» TASK DATA:
○ ○ ○ ○ ○ ○ ○

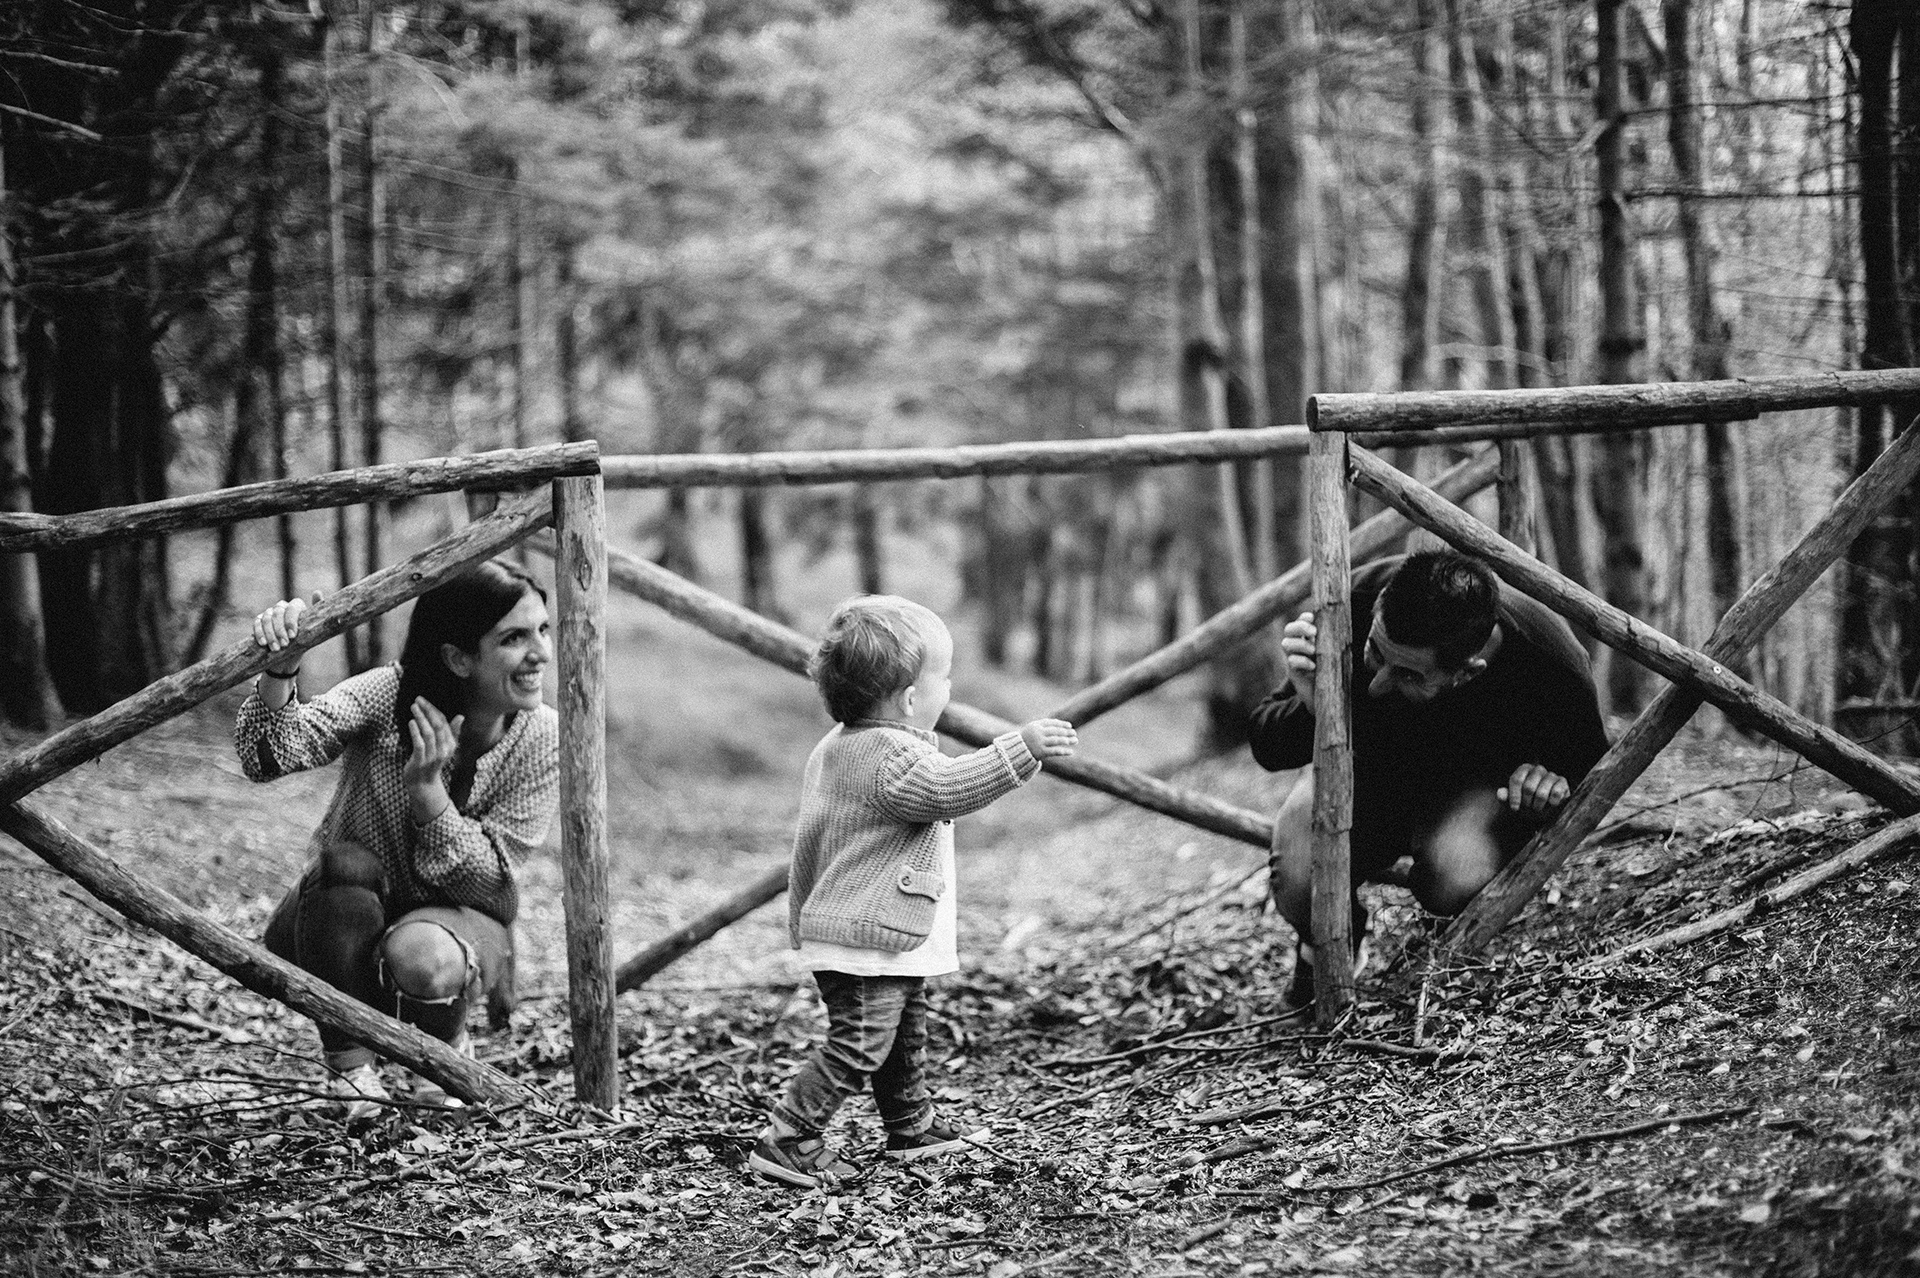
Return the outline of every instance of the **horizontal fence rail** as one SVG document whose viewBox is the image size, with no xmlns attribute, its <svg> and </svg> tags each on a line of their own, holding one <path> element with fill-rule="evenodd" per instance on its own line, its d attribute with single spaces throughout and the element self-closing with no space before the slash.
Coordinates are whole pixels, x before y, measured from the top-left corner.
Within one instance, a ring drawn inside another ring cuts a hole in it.
<svg viewBox="0 0 1920 1278">
<path fill-rule="evenodd" d="M 568 475 L 591 475 L 599 468 L 600 445 L 587 440 L 544 448 L 503 448 L 465 457 L 388 462 L 72 515 L 0 514 L 0 553 L 79 550 L 302 510 L 463 489 L 525 488 Z"/>
<path fill-rule="evenodd" d="M 1432 443 L 1430 432 L 1445 427 L 1625 430 L 1740 421 L 1800 408 L 1857 408 L 1908 396 L 1920 396 L 1920 368 L 1632 386 L 1315 395 L 1307 401 L 1307 428 L 1346 431 L 1377 446 L 1382 432 L 1394 432 L 1395 442 Z"/>
<path fill-rule="evenodd" d="M 1114 439 L 960 444 L 952 448 L 842 448 L 788 453 L 636 454 L 604 457 L 608 488 L 734 488 L 851 484 L 968 475 L 1071 474 L 1133 466 L 1252 461 L 1305 453 L 1305 426 L 1181 431 Z"/>
</svg>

○ ○ ○ ○ ○ ○ ○

In the listing, find every line containing the word "before" and list it.

» ANSWER SECTION:
Return the outline of every instance of the **horizontal fence rail** as one SVG document whose viewBox is the image size, with no xmlns attribute, its <svg> and </svg> tags each on a line of their own, holding one <path> element with fill-rule="evenodd" per instance on its own line, its d attribute with single spaces throughout and the element self-closing with no space before the slash.
Coordinates are whole pixels, x before y, measured from the top-left corner.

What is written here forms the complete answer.